Supplied passage:
——————

The result is an engaging twist on the classic JRPG formula, with defense being a highly skill-oriented affair. As in Undertale you can decide how to dispatch of foes, either using violence or through using the ACT system to placate your enemies with words or deeds. Since only the main character can ACT, and ACTs occasionally require using multiple party members at once, you must plan out your turns carefully. Since Defending is essential to building TP, and using healing spells is essential to keeping your party members alive, there is enough nuance to the decision making to remain engaging over the game’s short runtime. There are other interesting wrinkles, like the fact that Susie will attack your opponents without being prompted, meaning if you aim to make it out without hurting your foes you must pacify them quickly. Although Undertale is one of my favorite games, it exists so high in my personal pantheon more due to the quality of its writing than because of its gameplay. It’s nice that the sequel has added complexity that makes the combat feel like more than just a rehash.
Deltarune also lives up to its predecessor’s narrative, even if its brevity keeps it from reaching the same heights. Beyond just the gameplay drawing greatly from Undertale, the style of the dialogue and general themes from its previous game largely carry over. Similar to Undertale, we have a broadly painted fantastical struggle, which depicts how prejudice and imagined divisions can cause people to do terrible things. The player is placed at the crux of this struggle and given the ability to be a relentless murderer or merciful savior.
Your unthreatening foe Lancer and your two fellow party members make for welcome company while also tying into the game’s core struggle. Susie’s general anger manifests in her desire to slay every monster she sees, while the infinitely lovable Ralsei tries to persuade you to do the right thing. Then there’s Lancer, who takes the mantle of this game’s bumbling but endearing villain. The interactions between these three oscillate between delivering great comedic moments and working as excellent catalysts for the central themes. While one could argue that their arcs are predictable, the frequent hilarity and genuine quality of these characters is the bedrock of this story’s success.
While the first chapter of Deltarune may rely on many of the same concepts that made its predecessor so interesting, like how it addresses the violent nature of the medium through its gameplay, it also boasts the same strengths. The combat system is significantly improved, and in the grand scheme of things, there are very few games that attempt to directly weave their gameplay loops into the philosophy they exude in the same way that Fox’s game’s do. The new characters are as likable as their for-bearers, but there is also plenty of fan service for those who liked the old cast. While I would be hesitant to recommend Deltarune Chapter 1 to those who haven’t played Undertale, for those who enjoyed the infectious optimism and morality of that game, Toby Fox’s latest is a must play. In a medium dominated by carnage, headshots, and an often nihilistic outlook, it’s affirming that we have received a continuation of a series with this much pathos.

——————

Instructions:
A. Answer these from the Deltarune review:
(i) Which party member attacks opponents without being prompted?
(ii) Which character takes the mantle of the game's bumbling but endearing villain?
(iii) Whose latest game does the reviewer call a must play for those who enjoyed Undertale?
B. Translate this sentence from the Deltarune review into Spanish: "Deltarune also lives up to its predecessor’s narrative, even if its brevity keeps it from reaching the same heights."
C. Reproduce the part of the Deltarune review that opens with the words containing "Your unthreatening foe" and closes with "this story’s success.".

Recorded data
——————

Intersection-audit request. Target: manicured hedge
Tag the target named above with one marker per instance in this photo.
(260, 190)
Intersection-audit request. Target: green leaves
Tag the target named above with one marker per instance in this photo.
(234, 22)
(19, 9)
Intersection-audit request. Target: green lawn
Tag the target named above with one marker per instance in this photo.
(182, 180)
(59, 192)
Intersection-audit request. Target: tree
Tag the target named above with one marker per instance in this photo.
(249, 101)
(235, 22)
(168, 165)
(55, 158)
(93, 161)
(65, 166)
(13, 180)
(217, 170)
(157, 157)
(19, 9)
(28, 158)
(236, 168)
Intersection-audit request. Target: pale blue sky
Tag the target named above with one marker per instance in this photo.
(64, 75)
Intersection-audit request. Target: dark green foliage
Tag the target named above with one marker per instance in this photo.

——————

Numbered responses:
A.
(i) Susie
(ii) Lancer
(iii) Toby Fox's

B. Deltarune también está a la altura de la narrativa de su predecesor, aunque su brevedad le impide alcanzar las mismas cotas.

C.
Your unthreatening foe Lancer and your two fellow party members make for welcome company while also tying into the game’s core struggle. Susie’s general anger manifests in her desire to slay every monster she sees, while the infinitely lovable Ralsei tries to persuade you to do the right thing. Then there’s Lancer, who takes the mantle of this game’s bumbling but endearing villain. The interactions between these three oscillate between delivering great comedic moments and working as excellent catalysts for the central themes. While one could argue that their arcs are predictable, the frequent hilarity and genuine quality of these characters is the bedrock of this story’s success.